[START Data listing]

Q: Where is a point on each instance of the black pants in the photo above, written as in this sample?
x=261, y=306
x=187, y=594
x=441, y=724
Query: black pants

[END Data listing]
[START Data listing]

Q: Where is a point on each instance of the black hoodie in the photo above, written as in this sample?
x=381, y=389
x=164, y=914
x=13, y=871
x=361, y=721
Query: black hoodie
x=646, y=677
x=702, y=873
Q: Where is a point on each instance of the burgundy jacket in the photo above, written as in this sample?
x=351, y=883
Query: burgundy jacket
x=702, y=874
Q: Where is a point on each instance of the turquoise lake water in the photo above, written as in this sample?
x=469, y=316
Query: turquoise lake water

[END Data listing]

- **Required task**:
Copy verbatim the lines of the material from the line containing "Q: Where is a point on each instance of the burgundy" through the line containing "Query: turquoise lake water", including both of those lines.

- **Task response**:
Q: Where is a point on each instance of the burgundy jacket in the photo above, written as in this sample?
x=351, y=883
Query: burgundy jacket
x=702, y=874
Q: Where is a point on each instance of the turquoise lake water in the photo above, written as in this sample?
x=469, y=316
Query: turquoise lake water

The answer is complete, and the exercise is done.